Show each line of the rows below that contains the word "water". Case counts, so a match must have the same capitalization.

>> start Material to process

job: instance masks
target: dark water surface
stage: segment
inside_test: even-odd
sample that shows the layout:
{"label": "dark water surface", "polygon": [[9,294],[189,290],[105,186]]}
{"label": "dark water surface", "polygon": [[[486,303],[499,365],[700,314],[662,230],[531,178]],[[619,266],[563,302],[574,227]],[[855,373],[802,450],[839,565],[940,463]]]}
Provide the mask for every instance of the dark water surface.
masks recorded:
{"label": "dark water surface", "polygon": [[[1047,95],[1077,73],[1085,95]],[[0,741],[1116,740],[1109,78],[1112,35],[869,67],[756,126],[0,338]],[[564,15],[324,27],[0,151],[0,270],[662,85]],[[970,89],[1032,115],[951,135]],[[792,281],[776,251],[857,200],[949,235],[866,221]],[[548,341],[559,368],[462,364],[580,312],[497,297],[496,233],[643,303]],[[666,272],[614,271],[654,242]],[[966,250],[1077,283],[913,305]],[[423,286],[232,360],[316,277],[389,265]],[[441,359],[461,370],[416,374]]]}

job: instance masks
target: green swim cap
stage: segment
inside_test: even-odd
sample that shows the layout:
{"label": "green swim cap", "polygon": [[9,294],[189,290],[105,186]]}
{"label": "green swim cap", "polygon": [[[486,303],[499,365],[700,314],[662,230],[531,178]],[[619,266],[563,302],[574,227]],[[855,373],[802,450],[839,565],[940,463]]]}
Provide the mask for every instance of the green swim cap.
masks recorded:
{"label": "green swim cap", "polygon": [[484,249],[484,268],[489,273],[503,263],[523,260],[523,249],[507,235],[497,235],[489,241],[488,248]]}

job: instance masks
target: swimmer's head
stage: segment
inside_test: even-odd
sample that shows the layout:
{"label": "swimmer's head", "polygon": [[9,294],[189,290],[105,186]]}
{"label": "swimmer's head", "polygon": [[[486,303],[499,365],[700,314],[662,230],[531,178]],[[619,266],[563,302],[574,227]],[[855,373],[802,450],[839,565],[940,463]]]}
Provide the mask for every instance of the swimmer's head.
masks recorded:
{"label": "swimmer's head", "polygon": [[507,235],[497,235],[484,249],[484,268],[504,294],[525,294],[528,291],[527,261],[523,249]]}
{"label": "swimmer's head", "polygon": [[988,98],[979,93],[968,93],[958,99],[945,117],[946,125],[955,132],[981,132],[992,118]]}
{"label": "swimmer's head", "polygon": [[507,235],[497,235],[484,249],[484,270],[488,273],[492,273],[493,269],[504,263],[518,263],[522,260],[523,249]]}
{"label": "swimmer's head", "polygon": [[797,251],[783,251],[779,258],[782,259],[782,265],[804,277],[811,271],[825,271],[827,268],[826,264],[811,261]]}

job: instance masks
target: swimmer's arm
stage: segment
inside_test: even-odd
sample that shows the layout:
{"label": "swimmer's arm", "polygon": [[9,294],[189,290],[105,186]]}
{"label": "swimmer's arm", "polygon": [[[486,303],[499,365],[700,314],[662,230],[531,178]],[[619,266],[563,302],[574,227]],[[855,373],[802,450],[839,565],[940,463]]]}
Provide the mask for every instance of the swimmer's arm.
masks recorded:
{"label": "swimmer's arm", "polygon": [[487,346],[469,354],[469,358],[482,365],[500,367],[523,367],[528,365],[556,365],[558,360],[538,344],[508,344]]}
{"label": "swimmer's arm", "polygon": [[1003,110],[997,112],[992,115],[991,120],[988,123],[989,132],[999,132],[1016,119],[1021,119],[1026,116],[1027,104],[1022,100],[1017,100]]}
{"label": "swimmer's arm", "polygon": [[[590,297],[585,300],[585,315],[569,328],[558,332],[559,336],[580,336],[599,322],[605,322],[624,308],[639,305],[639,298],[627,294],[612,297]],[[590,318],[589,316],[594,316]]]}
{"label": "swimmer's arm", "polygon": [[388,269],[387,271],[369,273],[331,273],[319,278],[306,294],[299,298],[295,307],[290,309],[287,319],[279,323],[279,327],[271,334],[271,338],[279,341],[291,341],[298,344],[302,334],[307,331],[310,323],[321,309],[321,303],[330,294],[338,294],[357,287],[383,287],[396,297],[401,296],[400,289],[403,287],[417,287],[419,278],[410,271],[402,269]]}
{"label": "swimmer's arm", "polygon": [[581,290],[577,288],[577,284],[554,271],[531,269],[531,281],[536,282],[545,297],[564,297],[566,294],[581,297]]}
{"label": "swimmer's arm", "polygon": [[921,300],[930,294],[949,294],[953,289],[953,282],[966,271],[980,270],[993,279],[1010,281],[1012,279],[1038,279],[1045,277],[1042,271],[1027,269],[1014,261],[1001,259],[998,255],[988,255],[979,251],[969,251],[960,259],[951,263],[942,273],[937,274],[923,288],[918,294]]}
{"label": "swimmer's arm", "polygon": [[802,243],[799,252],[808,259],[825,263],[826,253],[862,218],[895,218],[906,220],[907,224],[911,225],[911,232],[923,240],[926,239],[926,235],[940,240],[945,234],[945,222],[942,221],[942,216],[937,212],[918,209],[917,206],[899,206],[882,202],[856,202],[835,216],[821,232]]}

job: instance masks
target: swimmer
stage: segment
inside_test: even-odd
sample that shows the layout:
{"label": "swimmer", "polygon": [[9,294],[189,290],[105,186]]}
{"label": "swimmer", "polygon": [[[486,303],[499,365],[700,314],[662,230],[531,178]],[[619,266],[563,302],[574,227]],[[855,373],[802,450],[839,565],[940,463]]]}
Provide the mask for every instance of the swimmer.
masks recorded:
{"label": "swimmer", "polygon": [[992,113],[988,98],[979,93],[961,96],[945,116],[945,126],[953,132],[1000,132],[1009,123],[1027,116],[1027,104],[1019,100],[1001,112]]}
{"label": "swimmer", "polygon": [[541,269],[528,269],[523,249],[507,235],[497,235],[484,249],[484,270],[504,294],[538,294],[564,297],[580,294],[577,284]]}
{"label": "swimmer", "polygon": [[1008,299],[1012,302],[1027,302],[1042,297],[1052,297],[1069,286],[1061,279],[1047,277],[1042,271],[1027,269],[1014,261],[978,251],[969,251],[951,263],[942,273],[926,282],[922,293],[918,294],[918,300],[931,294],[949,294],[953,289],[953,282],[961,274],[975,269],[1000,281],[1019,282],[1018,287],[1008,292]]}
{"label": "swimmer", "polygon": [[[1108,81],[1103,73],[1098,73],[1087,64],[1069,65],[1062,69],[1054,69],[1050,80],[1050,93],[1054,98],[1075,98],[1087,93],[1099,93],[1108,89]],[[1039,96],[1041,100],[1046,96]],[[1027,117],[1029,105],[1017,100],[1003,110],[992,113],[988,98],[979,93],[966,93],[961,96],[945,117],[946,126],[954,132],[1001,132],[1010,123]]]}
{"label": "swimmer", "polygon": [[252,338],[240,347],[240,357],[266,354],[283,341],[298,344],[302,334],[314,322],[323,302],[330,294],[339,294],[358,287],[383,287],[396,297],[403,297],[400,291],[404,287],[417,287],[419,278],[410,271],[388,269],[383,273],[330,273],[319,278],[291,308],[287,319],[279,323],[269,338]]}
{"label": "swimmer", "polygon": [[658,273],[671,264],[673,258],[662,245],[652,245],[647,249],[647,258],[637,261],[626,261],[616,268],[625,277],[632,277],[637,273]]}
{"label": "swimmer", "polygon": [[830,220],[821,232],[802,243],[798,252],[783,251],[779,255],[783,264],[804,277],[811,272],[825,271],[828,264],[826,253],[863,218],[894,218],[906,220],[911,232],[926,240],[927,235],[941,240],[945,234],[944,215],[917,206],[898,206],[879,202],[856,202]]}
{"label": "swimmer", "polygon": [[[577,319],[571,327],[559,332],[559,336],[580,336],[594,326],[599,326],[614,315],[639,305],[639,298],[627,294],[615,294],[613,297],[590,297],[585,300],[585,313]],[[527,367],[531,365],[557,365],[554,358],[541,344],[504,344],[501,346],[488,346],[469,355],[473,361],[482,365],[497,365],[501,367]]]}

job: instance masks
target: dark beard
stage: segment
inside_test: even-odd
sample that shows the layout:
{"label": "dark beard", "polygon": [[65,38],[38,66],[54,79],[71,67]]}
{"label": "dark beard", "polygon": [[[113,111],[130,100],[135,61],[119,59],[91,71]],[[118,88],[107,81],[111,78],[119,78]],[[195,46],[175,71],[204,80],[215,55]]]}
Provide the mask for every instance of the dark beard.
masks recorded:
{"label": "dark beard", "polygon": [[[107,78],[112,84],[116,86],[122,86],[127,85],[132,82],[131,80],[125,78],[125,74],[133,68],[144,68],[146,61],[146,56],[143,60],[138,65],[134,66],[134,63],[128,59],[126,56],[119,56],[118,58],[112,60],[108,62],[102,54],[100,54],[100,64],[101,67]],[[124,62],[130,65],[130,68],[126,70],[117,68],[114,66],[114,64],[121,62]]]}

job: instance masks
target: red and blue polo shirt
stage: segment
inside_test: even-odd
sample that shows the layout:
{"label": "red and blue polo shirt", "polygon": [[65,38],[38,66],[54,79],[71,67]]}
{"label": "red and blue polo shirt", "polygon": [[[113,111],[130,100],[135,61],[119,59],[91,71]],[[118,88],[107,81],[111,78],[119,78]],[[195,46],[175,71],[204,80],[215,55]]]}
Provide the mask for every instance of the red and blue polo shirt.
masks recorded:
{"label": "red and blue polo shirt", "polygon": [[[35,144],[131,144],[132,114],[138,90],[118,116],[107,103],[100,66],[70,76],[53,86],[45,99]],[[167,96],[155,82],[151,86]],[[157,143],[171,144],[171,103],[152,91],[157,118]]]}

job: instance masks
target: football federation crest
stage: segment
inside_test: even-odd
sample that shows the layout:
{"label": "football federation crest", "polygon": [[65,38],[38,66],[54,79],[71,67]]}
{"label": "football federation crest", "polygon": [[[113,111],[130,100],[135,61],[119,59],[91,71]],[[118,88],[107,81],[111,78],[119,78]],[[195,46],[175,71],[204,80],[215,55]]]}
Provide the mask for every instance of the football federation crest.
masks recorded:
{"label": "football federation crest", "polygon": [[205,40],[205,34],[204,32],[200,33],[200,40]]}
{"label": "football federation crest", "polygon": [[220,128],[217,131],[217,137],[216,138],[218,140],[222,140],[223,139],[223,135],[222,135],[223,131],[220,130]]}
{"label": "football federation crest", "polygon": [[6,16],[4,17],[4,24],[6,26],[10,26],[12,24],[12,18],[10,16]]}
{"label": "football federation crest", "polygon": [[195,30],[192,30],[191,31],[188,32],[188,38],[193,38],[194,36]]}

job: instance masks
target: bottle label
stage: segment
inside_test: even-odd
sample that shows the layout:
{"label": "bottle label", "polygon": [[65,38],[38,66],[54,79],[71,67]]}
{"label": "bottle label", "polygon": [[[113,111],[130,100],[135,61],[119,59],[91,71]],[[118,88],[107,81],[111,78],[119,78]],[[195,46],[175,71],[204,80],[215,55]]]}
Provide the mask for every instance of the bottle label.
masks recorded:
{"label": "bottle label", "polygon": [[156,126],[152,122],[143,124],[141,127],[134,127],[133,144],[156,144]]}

>> end Material to process

▶ _Result of the task_:
target: dark water surface
{"label": "dark water surface", "polygon": [[9,294],[189,290],[105,186]]}
{"label": "dark water surface", "polygon": [[[486,303],[499,365],[700,314],[662,230],[531,178]],[[619,266],[563,302],[574,227]],[[855,373],[802,450],[839,565],[940,463]]]}
Provide the mask for every instance of the dark water surface.
{"label": "dark water surface", "polygon": [[[1047,95],[1077,73],[1085,95]],[[0,741],[1116,740],[1109,78],[1112,35],[869,67],[756,126],[0,338]],[[564,15],[324,27],[0,151],[0,270],[662,85]],[[970,89],[1032,115],[951,135]],[[792,281],[776,251],[857,200],[949,235],[866,221]],[[548,341],[559,368],[462,364],[580,312],[497,297],[496,233],[643,303]],[[666,272],[614,271],[654,242]],[[966,250],[1077,283],[913,305]],[[423,286],[232,360],[316,277],[389,265]],[[441,359],[461,370],[416,374]]]}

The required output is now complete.